## Document passage
Once the centre of trade, exchange and hope, they are now the scene of war crimes that can never be fully articulated or persecuted, but live on through the deep scars they have left on the survivors.
In one town I visited, businesses were either closed or looted. I didn’t see a single soul on the streets during my stay. Ethiopian soldiers were camped inside the towns, but Eritrean soldiers were more discreet, based in camps with trenches a few kilometres away on the outskirts. Sometimes, both are seen together. At times, you see Eritrean soldiers busy stealing cars and inside people’s houses, while the Ethiopian soldiers just watch.
I have seen Ethiopian soldiers trying to sell the smartphones they stole from residents of the town to other soldiers. You can easily identify the Eritrean soldiers by their uniforms and their ‘Congo’/ ‘Shida’ shoes.

## What to work on
- a) In the account of Ethiopian and Eritrean soldiers, change "outskirts" to "edges" and give the part from "In one town" up to and including "soldiers just watch.".
- b) Answer these questions from the account of Ethiopian and Eritrean soldiers:
(i) What had happened to the businesses in the town the writer visited?
(ii) Where were the Eritrean soldiers based?
(iii) How can the Eritrean soldiers be identified?
The listing that comes next is separate material, unrelated to the account of the soldiers above.

## Raw data
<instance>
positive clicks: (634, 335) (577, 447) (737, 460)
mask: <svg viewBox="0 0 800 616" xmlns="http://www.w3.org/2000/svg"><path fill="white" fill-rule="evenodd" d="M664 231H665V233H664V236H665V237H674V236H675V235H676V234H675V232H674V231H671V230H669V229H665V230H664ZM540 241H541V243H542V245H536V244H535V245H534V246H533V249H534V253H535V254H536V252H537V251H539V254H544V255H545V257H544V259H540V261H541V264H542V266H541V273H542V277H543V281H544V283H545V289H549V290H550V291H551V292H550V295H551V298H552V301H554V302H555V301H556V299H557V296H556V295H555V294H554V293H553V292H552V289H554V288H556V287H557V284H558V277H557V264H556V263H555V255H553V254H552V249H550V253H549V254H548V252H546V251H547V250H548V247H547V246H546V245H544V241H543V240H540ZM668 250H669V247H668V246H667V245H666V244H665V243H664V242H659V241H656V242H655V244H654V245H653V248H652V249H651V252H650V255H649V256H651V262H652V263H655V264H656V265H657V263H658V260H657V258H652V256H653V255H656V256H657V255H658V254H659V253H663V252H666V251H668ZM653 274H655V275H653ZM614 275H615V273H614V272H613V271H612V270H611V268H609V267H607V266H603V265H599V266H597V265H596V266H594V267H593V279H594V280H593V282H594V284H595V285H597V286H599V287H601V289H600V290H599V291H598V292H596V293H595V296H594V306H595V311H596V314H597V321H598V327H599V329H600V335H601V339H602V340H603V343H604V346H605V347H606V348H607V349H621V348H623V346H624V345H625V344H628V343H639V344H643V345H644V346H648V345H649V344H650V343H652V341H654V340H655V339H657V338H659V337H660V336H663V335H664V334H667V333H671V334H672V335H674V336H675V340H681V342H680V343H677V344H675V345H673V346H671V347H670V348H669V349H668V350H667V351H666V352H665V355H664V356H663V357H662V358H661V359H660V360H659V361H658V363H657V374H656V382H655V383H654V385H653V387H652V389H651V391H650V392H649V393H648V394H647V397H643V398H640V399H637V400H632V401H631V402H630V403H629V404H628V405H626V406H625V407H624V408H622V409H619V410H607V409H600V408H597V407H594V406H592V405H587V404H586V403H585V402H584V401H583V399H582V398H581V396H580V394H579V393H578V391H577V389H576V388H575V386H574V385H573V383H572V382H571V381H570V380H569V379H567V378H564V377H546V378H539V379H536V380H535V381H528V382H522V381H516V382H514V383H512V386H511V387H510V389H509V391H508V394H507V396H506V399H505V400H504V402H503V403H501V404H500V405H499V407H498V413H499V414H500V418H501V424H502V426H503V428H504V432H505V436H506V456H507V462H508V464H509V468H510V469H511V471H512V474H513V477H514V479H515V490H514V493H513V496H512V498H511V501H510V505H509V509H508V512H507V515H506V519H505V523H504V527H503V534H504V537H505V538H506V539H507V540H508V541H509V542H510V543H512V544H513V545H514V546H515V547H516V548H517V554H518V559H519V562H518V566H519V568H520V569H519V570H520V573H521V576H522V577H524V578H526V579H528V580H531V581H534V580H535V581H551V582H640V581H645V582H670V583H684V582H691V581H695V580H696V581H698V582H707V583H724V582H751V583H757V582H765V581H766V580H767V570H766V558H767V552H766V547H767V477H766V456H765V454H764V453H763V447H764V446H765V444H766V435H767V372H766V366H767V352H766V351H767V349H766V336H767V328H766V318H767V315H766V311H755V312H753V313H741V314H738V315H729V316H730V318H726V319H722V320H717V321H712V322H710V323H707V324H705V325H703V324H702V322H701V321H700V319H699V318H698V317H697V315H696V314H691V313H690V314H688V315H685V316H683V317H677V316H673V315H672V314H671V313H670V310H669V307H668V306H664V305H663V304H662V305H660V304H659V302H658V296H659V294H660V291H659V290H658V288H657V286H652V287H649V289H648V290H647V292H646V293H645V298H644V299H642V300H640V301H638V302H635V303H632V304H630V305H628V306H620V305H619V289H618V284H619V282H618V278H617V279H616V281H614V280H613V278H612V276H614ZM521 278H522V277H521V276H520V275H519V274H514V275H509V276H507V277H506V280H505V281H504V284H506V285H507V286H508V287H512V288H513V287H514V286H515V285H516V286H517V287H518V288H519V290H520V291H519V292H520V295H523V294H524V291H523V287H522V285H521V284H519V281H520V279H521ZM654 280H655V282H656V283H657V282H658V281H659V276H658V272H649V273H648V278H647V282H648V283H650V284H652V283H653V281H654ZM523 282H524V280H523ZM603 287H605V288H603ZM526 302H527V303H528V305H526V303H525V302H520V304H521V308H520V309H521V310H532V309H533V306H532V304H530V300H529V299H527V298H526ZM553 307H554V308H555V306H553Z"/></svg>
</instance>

## Activity answers
- a)
In one town I visited, businesses were either closed or looted. I didn’t see a single soul on the streets during my stay. Ethiopian soldiers were camped inside the towns, but Eritrean soldiers were more discreet, based in camps with trenches a few kilometres away on the edges. Sometimes, both are seen together. At times, you see Eritrean soldiers busy stealing cars and inside people’s houses, while the Ethiopian soldiers just watch.

- b)
(i) They were either closed or looted.
(ii) In camps with trenches a few kilometers away on the outskirts.
(iii) By their uniforms and their 'Congo'/'Shida' shoes.